[BEGIN]

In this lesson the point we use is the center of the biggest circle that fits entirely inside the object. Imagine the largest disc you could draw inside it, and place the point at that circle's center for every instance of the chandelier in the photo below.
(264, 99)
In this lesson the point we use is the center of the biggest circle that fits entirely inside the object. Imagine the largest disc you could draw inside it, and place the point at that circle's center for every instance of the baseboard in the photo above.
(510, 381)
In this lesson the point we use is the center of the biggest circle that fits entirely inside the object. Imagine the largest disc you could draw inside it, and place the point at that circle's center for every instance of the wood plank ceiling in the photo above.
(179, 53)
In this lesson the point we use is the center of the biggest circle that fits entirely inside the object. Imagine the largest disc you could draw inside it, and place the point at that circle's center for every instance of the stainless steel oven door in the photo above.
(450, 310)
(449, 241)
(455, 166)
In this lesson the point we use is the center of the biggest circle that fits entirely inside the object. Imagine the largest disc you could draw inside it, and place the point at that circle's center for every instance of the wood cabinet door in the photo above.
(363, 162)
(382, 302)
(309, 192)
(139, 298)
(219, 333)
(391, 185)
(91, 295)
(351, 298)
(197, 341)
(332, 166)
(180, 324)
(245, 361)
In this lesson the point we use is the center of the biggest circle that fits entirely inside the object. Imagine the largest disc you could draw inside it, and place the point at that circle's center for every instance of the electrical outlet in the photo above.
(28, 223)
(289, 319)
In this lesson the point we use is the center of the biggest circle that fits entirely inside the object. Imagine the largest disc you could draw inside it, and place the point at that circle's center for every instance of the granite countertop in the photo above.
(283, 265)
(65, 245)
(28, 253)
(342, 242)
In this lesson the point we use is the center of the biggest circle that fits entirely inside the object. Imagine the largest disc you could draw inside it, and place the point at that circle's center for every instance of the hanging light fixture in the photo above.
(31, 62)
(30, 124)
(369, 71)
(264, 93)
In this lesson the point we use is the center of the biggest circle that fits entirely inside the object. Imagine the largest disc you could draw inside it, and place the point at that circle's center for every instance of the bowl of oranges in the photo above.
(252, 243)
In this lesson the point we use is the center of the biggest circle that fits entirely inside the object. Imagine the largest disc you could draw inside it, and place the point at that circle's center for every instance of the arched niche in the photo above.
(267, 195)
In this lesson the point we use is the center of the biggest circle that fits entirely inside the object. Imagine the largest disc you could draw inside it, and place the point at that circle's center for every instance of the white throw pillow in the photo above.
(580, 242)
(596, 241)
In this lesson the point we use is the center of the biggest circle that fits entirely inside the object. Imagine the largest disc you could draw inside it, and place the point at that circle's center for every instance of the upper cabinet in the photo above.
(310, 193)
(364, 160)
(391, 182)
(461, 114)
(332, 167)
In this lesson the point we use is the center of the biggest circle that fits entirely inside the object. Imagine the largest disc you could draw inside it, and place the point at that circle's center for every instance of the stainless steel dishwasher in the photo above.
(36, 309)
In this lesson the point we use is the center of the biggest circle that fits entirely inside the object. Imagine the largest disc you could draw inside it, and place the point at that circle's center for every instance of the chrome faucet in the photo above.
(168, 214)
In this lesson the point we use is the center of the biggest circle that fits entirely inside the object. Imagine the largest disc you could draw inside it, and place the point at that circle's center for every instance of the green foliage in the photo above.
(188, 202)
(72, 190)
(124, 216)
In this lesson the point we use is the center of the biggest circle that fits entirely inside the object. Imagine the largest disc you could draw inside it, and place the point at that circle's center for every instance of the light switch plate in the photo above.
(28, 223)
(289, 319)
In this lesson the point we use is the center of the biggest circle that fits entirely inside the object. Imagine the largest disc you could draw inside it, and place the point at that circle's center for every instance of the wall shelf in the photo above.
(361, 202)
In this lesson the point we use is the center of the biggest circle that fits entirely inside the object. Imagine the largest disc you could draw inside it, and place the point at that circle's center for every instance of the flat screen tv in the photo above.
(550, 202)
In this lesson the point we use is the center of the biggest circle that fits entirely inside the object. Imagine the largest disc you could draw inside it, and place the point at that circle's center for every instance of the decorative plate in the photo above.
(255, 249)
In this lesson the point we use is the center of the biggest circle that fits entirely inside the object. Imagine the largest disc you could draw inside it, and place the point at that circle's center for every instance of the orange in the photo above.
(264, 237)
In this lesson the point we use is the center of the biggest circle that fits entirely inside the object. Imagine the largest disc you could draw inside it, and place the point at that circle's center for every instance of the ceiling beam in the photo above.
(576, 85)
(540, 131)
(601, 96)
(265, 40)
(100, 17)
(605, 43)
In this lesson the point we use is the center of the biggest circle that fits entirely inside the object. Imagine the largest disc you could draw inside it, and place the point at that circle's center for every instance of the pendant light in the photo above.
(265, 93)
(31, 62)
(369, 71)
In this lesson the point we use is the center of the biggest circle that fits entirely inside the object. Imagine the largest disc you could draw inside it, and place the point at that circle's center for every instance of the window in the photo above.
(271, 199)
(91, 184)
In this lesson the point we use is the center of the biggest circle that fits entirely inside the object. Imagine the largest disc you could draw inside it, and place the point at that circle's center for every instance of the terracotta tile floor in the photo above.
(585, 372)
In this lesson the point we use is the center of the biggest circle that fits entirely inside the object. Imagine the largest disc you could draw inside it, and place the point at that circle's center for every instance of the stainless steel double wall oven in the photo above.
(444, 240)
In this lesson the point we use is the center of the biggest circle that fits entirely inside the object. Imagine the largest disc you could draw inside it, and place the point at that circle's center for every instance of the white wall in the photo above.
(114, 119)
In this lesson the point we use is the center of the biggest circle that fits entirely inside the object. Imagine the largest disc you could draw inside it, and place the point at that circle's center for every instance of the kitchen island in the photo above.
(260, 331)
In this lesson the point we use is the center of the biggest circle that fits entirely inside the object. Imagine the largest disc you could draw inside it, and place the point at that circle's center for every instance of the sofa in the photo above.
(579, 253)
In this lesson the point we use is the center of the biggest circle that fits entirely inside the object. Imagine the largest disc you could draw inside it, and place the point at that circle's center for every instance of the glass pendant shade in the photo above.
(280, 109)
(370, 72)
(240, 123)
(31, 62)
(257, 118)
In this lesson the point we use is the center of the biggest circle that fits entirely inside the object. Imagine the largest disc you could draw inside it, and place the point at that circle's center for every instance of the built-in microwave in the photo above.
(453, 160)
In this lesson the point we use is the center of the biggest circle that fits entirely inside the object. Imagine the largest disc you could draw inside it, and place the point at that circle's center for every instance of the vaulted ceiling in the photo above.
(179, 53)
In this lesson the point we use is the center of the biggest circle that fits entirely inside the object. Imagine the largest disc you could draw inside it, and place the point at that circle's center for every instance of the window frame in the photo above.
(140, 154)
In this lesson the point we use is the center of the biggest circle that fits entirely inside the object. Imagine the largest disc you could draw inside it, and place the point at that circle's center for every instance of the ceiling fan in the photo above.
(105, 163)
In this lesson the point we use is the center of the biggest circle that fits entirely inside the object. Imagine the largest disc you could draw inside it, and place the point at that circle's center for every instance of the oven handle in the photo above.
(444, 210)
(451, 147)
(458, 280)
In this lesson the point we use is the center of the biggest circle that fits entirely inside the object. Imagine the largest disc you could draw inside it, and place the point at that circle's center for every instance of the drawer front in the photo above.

[END]

■ **Aim of the task**: Extract every entry above as it appears.

■ **The output**:
In this lesson the point we use is the center of the biggest circle that fits entirely inside the object. Imagine the largest disc you could draw inside it, and place the point at that circle's center for every instance of the chandelier in the photo below.
(264, 99)
In this lesson the point we use is the center of the biggest circle that fits entirely inside the object. Imagine the largest disc you could draw inside it, and place the point at that circle's center for every instance of the baseboard in the photo above.
(510, 381)
In this lesson the point we use is the center of the biggest circle that fits entirely inside the object. Imagine the largest disc you could draw inside it, and place the point at that circle's center for every instance of the wood plank ceiling in the photo above.
(179, 53)
In this lesson the point we use is the center of the biggest circle that fits entirely inside the object. Imagine the largest disc you could draw inside it, and place the point at that circle's center for every instance of the stainless steel oven door in the photo above.
(450, 310)
(449, 241)
(455, 166)
In this lesson the point we use is the center of the biggest circle that fits entirely inside the object. Imagine the largest disc you could draw inside it, and place the point at that circle's center for every instance of the wood cabinet door in the photo above.
(363, 162)
(382, 302)
(309, 192)
(139, 298)
(219, 333)
(391, 185)
(91, 295)
(351, 298)
(197, 341)
(332, 166)
(180, 324)
(245, 361)
In this lesson the point we use is the center of the biggest circle that fits entirely inside the object. Imagine the largest disc you could draw inside it, and place the point at that circle's center for every instance of the electrical outlet in the photo above.
(28, 223)
(289, 319)
In this lesson the point we use is the center of the biggest circle that fits entirely inside the object. Imagine the largest disc you could draw inside it, and place the point at that circle's center for every instance of the granite countertop in the photo above.
(283, 265)
(65, 245)
(28, 253)
(342, 242)
In this lesson the point we use is the center of the biggest circle that fits entirely inside the object. Imagine the largest disc you could draw inside it, and place the point at that circle's center for every instance of the hanging light fixture in the photo above.
(31, 62)
(30, 124)
(369, 71)
(264, 93)
In this lesson the point we use is the center of the biggest circle that fits entirely inside the object. Imagine the largest disc you could draw inside it, and place the point at that circle's center for every instance of the bowl of oranges in the photo above.
(252, 243)
In this lesson the point we use is the center of the biggest circle that fits entirely inside the object. Imagine the largest disc you could draw inside it, and place the point at that circle's center for every instance of the arched niche in the photo above.
(267, 195)
In this lesson the point we use is the center of the biggest circle that fits entirely inside the object. Imagine the largest disc you could draw inside it, and place the point at that circle's center for every instance of the white throw pillow in the photo above.
(580, 242)
(596, 241)
In this lesson the point we use is the center of the biggest circle that fits entirely inside the object. Imagine the largest disc you could draw inside it, and place the point at that circle's center for every instance of the upper cabinet in the photo above.
(310, 193)
(364, 160)
(391, 182)
(461, 114)
(332, 167)
In this lesson the point we use is the center of the biggest circle that fits entirely inside the object. Imagine the largest disc you could draw inside it, and place the point at that circle's center for every instance of the stainless steel dishwasher in the photo above.
(36, 309)
In this lesson the point we use is the center of the biggest circle that fits entirely inside the object. Imagine the largest disc you could draw inside it, and place the point at that circle's center for every instance of the chrome faucet in the photo above.
(168, 214)
In this lesson the point we use is the center of the biggest circle that fits entirely inside the object. Imagine the largest disc you could draw inside it, and place the point at that circle's center for every instance of the green foliage in the photo above.
(188, 202)
(72, 190)
(124, 216)
In this lesson the point we use is the center of the biggest circle that fits entirely inside the object. Imagine the largest disc you could draw inside it, and place the point at that circle's center for every instance of the light switch plate in the photo above.
(28, 223)
(289, 319)
In this lesson the point we use is the center of the biggest circle that fits entirely inside the object. Imagine the largest disc you could draw inside it, and place the point at that circle's center for every instance of the wall shelf in the photo above.
(361, 202)
In this lesson the point we use is the center of the biggest circle that fits entirely inside the object. Imagine the largest disc you could draw inside it, and place the point at that circle's center for every instance of the flat screen tv in the photo above.
(550, 202)
In this lesson the point we use is the center of the biggest circle that fits entirely inside the object. Imagine the largest disc you could draw inside it, and place the point at that circle's center for every instance of the decorative plate in the photo above.
(255, 249)
In this lesson the point we use is the center of the biggest circle that fits entirely inside the object. Imagine the largest disc you could draw inside it, and place the point at that circle's center for every instance of the orange in the photo above.
(264, 237)
In this lesson the point we use is the center of the biggest circle that fits entirely inside the object. Imagine the largest disc you could draw inside it, and place the point at that circle's center for every instance of the ceiling beam in the photo above.
(576, 85)
(540, 131)
(601, 96)
(265, 40)
(100, 17)
(605, 43)
In this lesson the point we use is the center of the biggest circle that fits entirely inside the object. Imagine the largest disc you could draw inside it, and place the point at that circle's center for every instance of the pendant light in the photo above.
(265, 93)
(31, 62)
(369, 71)
In this lesson the point we use is the center of the biggest circle that fits entirely inside the object. Imagine the largest disc you could draw inside it, and place the point at that circle's center for every instance of the window in the photo above.
(271, 199)
(91, 184)
In this lesson the point we use is the center of the biggest circle that fits entirely inside the object. Imagine the largest disc you could draw inside it, and place the point at that circle's center for every instance of the terracotta tile floor in the photo above.
(585, 372)
In this lesson the point we use is the center of the biggest circle that fits entirely inside the object. Imagine the largest disc you could draw inside it, and place the point at that circle's center for every instance of the stainless steel double wall oven in the photo above.
(444, 240)
In this lesson the point we use is the center of the biggest circle that fits entirely inside the object. Imagine the largest disc you could draw inside it, and place the point at that circle's center for every instance of the white wall in the photo above.
(114, 119)
In this lesson the point we use is the center of the biggest circle that fits entirely inside the object. Imagine the largest disc you could draw inside it, and place the point at that circle's center for every instance of the kitchen island in the photo above.
(260, 331)
In this lesson the point we use is the center of the biggest circle that fits entirely inside the object. Imagine the largest disc you could draw inside it, and place the point at that circle's center for every instance of the sofa in the photo above.
(579, 253)
In this lesson the point we use is the center of the biggest circle that fits entirely inside the object. Imagine the largest disc you could draw inside it, and place the point at that circle's center for every instance of the glass pendant shade in the photo above.
(280, 109)
(370, 72)
(240, 123)
(31, 62)
(257, 118)
In this lesson the point we use is the center of the biggest circle that fits entirely inside the object. Imagine the largest disc you could draw inside it, and place the point at that circle's center for every instance of the built-in microwave in the photo above.
(453, 160)
In this lesson the point we use is the center of the biggest circle that fits entirely inside the object. Imagine the largest disc you could draw inside it, and place the point at that circle's center for every instance of the vaulted ceiling in the photo above.
(179, 53)
In this lesson the point we use is the center of the biggest circle that fits entirely inside the object. Imagine the largest disc you could draw inside it, and place the point at that circle's center for every instance of the window frame in the photo above.
(140, 154)
In this lesson the point we use is the center of the biggest circle that fits entirely inside the object. Imagine the largest disc you could draw inside it, and place the point at that circle's center for every instance of the ceiling fan in the photo above.
(105, 163)
In this lesson the point we use is the center of the biggest circle that fits entirely inside the object. Imagine the largest disc you could draw inside it, and place the point at that circle's center for every instance of the oven handle in the photo above.
(444, 210)
(451, 147)
(458, 280)
In this lesson the point we use is the center of the biggest circle that fits entirely inside the object. Imagine the largest disc you could draw inside it, and place the point at that circle's center for every instance of the drawer front in the photo above.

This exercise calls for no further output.